• _Excerpt_:
A Provincial New Zealand Childhood (or, What I Did in the War): Part IV
Singing & Drowning
By Janet Kenny
“It was definite. My father’s good sister had declared the state intermediate school, where she had taught, to be unsuitable for me. Instead, I was to be enrolled at Bairncots, an Anglican preparatory school for girls. My mother took me along to meet the head teacher, an English Oxford graduate called Miss Broadwood. I could tell immediately that Miss Broadwood found neither of us quite what she was used to. Miss Broadwood preferred her girls to be either daughters of academics from the local agricultural college, daughters of the clergy or, failing these qualifications, to be exceedingly rich. My mother and I failed both these tests. Still, I was accepted and enrolled for the following year.”—Janet Kenny

Editor’s Note: This installment from her memoir-in-progress comprises the fourth column by New Zealand-born poet and singer Janet Kenny. In the June 2025 issue of Hubris, I introduced readers to Kenny’s poetry, subsequently inviting her to contribute to the magazine in the first person. Kenny’s is a “memoir of gasps,” as readers have discovered, emitted while “singing and drowning.” (For the first three installments of Kenny’s memoir, click on these links: A Provincial New Zealand Childhood (or, What I Did in the War), A Provincial New Zealand Childhood (or, What I Did in the War): Part II), and A Provincial New Zealand Childhood (or, What I Did in the War: Part III).
Eighteenth Gasp (Part Two)—Pantomime
“Stand up any child who can sing V For Victory,” said the pantomime dame.
We were at the pantomime, and I wanted to stand up and sing. Unfortunately, I had never heard of V For Victory and was wildly jealous when a pasty child with ringlets put up her hand and said: “I will.” What’s more, I recognized her as one of the chorus children from the cast in the previous act. I was seeing my first rigged audition. She sang, with pathetic gestures: “Who’th that knocking at my door? Who’th that knocking at my door? It’th me. It’th me. Vee for victoree, knock, knock, knocking at your door.”
This sub-standard interlude did not detract from the delight of the show. The pantomime dame and the clown had hurled dough at each other. There was flour everywhere and both received full-face hits with large sheets of dough. Aladdin was a woman with well-developed thighs and a pronounced bust but the scene in the cave with the genie conveyed all the mystery and menace of the Arabian Nights. The pantomime was a real English pantomime that was somehow trapped down under by the war.

• _Required actions_:
(a) Answer these questions from the memoir excerpt:
(i) What school was the narrator to be enrolled at instead of the state intermediate school?
(ii) In which issue of Hubris did the editor introduce readers to Kenny's poetry?
(iii) What song did the pantomime dame ask a child in the audience to stand up and sing?
(b) Summarize the memoir excerpt in two sentences.
(c) Continue the memoir excerpt from where it stops.

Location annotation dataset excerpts
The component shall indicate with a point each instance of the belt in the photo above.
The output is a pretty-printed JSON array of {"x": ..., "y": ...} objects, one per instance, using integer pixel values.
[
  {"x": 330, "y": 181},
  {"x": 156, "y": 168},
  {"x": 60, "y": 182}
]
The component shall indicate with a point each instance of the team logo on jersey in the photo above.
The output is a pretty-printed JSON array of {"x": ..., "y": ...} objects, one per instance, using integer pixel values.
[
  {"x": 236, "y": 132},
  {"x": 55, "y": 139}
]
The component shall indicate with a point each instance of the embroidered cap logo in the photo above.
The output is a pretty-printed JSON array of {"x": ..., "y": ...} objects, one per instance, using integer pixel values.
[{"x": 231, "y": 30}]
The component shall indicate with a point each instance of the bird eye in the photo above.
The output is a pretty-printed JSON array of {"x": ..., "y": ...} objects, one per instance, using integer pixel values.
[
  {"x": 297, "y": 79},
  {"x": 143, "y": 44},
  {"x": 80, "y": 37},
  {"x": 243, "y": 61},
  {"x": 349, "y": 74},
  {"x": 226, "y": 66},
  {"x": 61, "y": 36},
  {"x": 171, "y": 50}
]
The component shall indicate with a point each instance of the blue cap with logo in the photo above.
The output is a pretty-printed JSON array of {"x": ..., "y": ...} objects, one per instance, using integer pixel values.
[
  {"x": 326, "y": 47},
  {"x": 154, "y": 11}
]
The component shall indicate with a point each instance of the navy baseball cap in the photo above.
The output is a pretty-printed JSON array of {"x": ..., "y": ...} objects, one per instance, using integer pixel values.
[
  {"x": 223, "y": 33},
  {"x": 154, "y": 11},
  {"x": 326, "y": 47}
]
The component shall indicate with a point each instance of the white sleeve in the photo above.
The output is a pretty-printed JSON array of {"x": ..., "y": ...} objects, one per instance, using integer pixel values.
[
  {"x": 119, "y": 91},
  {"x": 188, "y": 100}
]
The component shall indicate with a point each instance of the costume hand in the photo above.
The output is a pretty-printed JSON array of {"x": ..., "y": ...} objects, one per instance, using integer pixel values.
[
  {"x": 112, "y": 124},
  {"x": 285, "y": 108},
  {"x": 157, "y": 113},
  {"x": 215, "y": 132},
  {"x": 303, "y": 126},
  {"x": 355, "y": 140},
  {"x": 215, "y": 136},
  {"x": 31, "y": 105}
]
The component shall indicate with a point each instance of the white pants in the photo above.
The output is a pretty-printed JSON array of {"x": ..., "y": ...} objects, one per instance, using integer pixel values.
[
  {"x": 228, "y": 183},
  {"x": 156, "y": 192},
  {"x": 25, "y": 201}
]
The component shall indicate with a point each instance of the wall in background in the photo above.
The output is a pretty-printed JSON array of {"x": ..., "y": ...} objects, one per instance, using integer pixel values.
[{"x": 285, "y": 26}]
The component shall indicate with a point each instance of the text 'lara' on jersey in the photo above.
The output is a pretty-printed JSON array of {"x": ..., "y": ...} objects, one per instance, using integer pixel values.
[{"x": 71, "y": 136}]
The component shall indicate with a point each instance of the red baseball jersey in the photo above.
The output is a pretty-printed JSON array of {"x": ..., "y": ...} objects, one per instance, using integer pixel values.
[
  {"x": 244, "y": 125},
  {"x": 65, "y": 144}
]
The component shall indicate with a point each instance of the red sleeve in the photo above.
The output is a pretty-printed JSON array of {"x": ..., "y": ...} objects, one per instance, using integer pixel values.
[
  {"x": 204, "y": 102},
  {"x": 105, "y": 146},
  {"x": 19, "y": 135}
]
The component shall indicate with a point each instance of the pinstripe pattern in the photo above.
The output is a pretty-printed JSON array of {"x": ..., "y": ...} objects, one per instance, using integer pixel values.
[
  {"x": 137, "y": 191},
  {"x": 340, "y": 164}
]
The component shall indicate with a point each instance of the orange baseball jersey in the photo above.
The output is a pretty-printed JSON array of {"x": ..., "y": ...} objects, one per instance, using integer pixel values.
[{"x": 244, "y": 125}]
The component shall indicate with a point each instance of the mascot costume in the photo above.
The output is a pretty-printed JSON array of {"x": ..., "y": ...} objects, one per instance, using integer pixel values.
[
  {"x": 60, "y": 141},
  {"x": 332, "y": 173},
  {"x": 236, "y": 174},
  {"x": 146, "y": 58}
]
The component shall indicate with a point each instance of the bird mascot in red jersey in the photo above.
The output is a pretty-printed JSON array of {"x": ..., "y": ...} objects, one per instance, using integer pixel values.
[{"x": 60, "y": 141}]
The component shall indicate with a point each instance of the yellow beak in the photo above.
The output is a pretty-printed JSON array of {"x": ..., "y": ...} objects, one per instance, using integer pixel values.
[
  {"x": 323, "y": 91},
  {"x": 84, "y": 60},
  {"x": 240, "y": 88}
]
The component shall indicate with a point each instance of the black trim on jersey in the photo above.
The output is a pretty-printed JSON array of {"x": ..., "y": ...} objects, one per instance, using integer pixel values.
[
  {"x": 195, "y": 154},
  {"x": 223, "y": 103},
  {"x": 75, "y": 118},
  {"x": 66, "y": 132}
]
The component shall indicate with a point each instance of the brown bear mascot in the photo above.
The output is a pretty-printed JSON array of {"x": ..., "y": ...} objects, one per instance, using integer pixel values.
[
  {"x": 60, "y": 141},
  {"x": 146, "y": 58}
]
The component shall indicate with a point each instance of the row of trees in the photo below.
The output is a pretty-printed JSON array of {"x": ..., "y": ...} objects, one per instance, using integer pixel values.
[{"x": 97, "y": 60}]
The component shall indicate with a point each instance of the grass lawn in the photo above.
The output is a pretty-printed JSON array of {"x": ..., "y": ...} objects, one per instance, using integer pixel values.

• _Expected outputs_:
(a)
(i) Bairncots, an Anglican preparatory school for girls.
(ii) The June 2025 issue.
(iii) V For Victory.

(b) In this fourth installment of her memoir, New Zealand-born poet and singer Janet Kenny recalls being enrolled at Bairncots, an Anglican girls' preparatory school, and being accepted even though the English head teacher found neither her nor her mother quite what she was used to. She also remembers a pantomime where a chorus child sang V For Victory in what she recognized as a rigged audition, though the dough-throwing, the Aladdin, and the scene in the cave still made the show a delight.

(c)
Then there was Gladys Moncrieff in “Rio Rita” and “The Maid of the Mountains.” The chorus was made up of local amateur Thespians and singers. A well-known dentist in the chorus of bandits called out: “Where’s our Glad?” Then on came the star and the whole chorus called out: “It’s Glad. It’s our Glad.” We suspended disbelief to receive this wonderful, worn-out old singer who still had gold in her throat, as the mountain maid, or as Rio Rita. To my childish eyes, she was overweight, over the hill, and had all the characteristics that I had been trained to call common. She was also a compelling performer whose voice had a sublimity of sound, the like of which I have never heard since. Old gramophone records of Tetrazzini have something of the same quality.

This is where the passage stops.